→ WHAT IS NEEDED:
Line by line, set down the records exactly as they appear below.

*** DATA TO EXAMINE

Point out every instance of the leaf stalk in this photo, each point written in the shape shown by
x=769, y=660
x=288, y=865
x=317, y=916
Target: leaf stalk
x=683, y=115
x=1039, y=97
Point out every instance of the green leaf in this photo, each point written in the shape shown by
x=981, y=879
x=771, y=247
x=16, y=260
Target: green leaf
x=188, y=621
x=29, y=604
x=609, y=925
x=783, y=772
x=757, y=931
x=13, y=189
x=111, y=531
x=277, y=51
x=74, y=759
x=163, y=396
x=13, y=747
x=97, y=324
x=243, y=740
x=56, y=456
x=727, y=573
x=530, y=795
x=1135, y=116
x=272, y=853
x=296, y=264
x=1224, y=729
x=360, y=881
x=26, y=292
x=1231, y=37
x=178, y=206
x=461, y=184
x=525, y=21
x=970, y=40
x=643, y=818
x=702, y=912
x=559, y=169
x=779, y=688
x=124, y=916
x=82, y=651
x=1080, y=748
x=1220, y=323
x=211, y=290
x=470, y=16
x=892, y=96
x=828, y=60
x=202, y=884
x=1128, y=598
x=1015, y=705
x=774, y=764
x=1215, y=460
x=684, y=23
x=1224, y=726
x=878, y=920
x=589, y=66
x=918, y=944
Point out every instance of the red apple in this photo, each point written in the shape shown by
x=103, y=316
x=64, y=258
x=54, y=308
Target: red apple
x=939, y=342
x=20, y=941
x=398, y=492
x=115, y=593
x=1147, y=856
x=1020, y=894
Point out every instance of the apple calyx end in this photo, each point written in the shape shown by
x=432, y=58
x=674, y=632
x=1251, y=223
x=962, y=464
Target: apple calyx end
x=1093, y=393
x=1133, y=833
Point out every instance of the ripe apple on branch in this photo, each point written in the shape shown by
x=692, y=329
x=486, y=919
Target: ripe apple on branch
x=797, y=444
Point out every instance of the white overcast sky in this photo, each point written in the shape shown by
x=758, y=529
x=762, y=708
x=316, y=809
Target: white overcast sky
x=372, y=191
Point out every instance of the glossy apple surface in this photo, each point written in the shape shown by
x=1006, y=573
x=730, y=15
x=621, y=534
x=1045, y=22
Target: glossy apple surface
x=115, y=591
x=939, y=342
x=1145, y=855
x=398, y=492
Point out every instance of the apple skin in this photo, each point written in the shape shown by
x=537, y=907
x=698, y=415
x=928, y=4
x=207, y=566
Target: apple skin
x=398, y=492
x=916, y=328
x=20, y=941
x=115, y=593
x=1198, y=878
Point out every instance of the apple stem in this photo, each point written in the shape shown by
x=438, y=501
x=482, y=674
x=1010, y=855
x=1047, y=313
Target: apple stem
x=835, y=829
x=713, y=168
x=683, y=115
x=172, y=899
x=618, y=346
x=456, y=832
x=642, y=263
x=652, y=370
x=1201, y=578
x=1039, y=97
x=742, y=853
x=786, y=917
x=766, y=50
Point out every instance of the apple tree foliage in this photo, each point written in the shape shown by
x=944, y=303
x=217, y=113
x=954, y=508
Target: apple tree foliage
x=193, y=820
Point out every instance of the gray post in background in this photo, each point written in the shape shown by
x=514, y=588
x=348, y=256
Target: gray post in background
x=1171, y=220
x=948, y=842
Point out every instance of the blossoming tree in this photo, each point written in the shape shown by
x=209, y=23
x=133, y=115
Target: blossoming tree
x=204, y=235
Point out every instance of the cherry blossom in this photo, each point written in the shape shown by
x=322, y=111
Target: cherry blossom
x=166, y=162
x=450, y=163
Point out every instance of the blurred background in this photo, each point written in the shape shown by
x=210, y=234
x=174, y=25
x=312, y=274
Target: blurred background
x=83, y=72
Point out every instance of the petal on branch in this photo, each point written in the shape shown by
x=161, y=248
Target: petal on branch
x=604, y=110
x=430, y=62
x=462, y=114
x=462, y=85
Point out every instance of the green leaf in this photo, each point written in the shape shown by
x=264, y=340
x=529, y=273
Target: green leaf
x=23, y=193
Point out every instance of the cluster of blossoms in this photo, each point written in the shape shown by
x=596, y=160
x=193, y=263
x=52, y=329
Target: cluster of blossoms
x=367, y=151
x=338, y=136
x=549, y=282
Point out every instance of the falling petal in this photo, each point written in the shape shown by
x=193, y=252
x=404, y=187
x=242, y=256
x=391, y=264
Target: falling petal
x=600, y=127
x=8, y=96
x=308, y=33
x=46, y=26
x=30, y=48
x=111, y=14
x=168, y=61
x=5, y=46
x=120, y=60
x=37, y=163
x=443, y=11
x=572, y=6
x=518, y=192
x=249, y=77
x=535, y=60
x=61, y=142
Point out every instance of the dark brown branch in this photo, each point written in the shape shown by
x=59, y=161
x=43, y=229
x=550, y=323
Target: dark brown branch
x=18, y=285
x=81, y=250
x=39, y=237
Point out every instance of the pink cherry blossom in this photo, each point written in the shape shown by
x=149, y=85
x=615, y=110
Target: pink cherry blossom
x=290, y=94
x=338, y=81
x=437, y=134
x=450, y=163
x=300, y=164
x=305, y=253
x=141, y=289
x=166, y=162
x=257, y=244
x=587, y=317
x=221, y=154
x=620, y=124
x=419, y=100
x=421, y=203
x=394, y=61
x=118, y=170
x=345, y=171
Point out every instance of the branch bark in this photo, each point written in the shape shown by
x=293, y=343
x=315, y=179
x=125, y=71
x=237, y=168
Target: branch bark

******

→ ANSWER BOX:
Point out every instance of the leaf stalk in this photo, each point written in the shape shown by
x=769, y=660
x=288, y=865
x=317, y=916
Target: leaf stalk
x=683, y=115
x=1039, y=97
Point out every instance of the green leaf in this photo, each point written in the shape shown by
x=981, y=879
x=771, y=247
x=16, y=260
Target: green leaf
x=188, y=621
x=29, y=604
x=609, y=925
x=783, y=772
x=757, y=931
x=13, y=189
x=111, y=531
x=277, y=51
x=74, y=759
x=163, y=396
x=13, y=747
x=97, y=324
x=243, y=740
x=56, y=456
x=727, y=573
x=530, y=795
x=1135, y=116
x=272, y=853
x=296, y=264
x=1224, y=729
x=360, y=881
x=26, y=292
x=1231, y=37
x=178, y=206
x=461, y=184
x=525, y=21
x=970, y=40
x=643, y=818
x=702, y=912
x=559, y=169
x=779, y=688
x=124, y=916
x=82, y=651
x=1080, y=748
x=1220, y=323
x=211, y=290
x=470, y=16
x=892, y=96
x=828, y=60
x=202, y=884
x=1128, y=598
x=1015, y=705
x=774, y=764
x=1215, y=460
x=684, y=23
x=1224, y=726
x=878, y=920
x=589, y=66
x=918, y=944
Point out every instance of the red apple in this photo, each point written in the shape shown by
x=103, y=316
x=64, y=258
x=54, y=308
Target: red apple
x=939, y=342
x=20, y=941
x=398, y=492
x=115, y=593
x=1147, y=856
x=1020, y=894
Point out every instance of the apple calyx end in this photo, each point written in the shape shown by
x=432, y=58
x=674, y=632
x=1251, y=223
x=962, y=464
Target: apple calyx end
x=1093, y=393
x=1133, y=833
Point out every instance of the ripe apple on branch in this photo, each point written in the shape shown by
x=692, y=329
x=486, y=919
Target: ripe apple on branch
x=797, y=444
Point out every instance of the white overcast sky in this photo, each point written in the shape shown by
x=758, y=529
x=762, y=708
x=316, y=809
Target: white overcast sky
x=372, y=191
Point out every instance of the glossy apple surface in this photo, each point written in the shape shown by
x=1006, y=573
x=730, y=15
x=621, y=534
x=1045, y=22
Target: glossy apple surface
x=115, y=591
x=939, y=342
x=1145, y=855
x=398, y=492
Point out every instance of the apple skin in this photo, each point written in the shape shown by
x=537, y=907
x=698, y=415
x=928, y=4
x=207, y=566
Target: apple skin
x=398, y=492
x=916, y=328
x=20, y=941
x=115, y=593
x=1198, y=878
Point out every instance of the apple stem in this photo, each point written in the shape shown by
x=438, y=501
x=482, y=674
x=1010, y=855
x=1047, y=313
Target: apple stem
x=835, y=829
x=713, y=168
x=683, y=115
x=172, y=899
x=618, y=346
x=456, y=832
x=642, y=263
x=652, y=370
x=1201, y=578
x=1039, y=97
x=742, y=853
x=786, y=917
x=766, y=50
Point out every instance of the apple tree foliage in this photo, each point written in the shape shown by
x=944, y=303
x=217, y=113
x=954, y=508
Target: apple tree foliage
x=193, y=820
Point out every instance of the gray post in background in this photo, each point written in the shape shown by
x=514, y=588
x=348, y=256
Target: gray post in background
x=1171, y=220
x=948, y=842
Point out every instance of the blossoming tree in this photo, each point written in the shape shown by
x=209, y=23
x=133, y=115
Target: blossoming tree
x=204, y=235
Point out every instance of the cherry blossom in this photo, each point written in the shape shown by
x=322, y=111
Target: cherry blossom
x=166, y=162
x=450, y=163
Point out every instance of the blurred background in this photo, each point written in the shape shown by
x=210, y=234
x=174, y=25
x=312, y=274
Target: blurred background
x=83, y=72
Point out every instance of the petal on branch in this photo, each point written in the shape shown by
x=161, y=248
Target: petal on branch
x=604, y=110
x=430, y=62
x=462, y=114
x=462, y=85
Point out every instance of the green leaf in this photo, each point written in the shape shown by
x=264, y=340
x=529, y=273
Target: green leaf
x=23, y=193
Point out every instance of the cluster of blossoms in this photo, each point written in the shape shown by
x=596, y=160
x=193, y=263
x=52, y=329
Target: cluster of blossoms
x=367, y=151
x=338, y=136
x=549, y=282
Point out every instance of the falling petal in this photo, each point written in the shape shown by
x=193, y=252
x=404, y=187
x=242, y=256
x=391, y=264
Target: falling petal
x=600, y=127
x=8, y=96
x=308, y=33
x=46, y=26
x=30, y=48
x=111, y=14
x=168, y=61
x=5, y=46
x=120, y=60
x=37, y=163
x=443, y=11
x=572, y=6
x=518, y=192
x=249, y=77
x=535, y=60
x=61, y=142
Point out every instance of the dark brown branch in this photo, each point written in the shape shown by
x=59, y=161
x=43, y=229
x=550, y=323
Target: dark brown branch
x=18, y=285
x=81, y=250
x=39, y=237
Point out every instance of the pink cherry blossom in this photo, each point written in the shape shown by
x=149, y=85
x=615, y=110
Target: pink cherry blossom
x=290, y=94
x=338, y=81
x=437, y=134
x=450, y=163
x=300, y=164
x=305, y=253
x=141, y=289
x=166, y=162
x=257, y=244
x=587, y=317
x=221, y=154
x=620, y=124
x=419, y=100
x=421, y=203
x=394, y=61
x=118, y=170
x=345, y=171
Point out every instance of the branch bark in this photo, each point written in the shape shown by
x=293, y=343
x=315, y=179
x=125, y=71
x=237, y=168
Target: branch bark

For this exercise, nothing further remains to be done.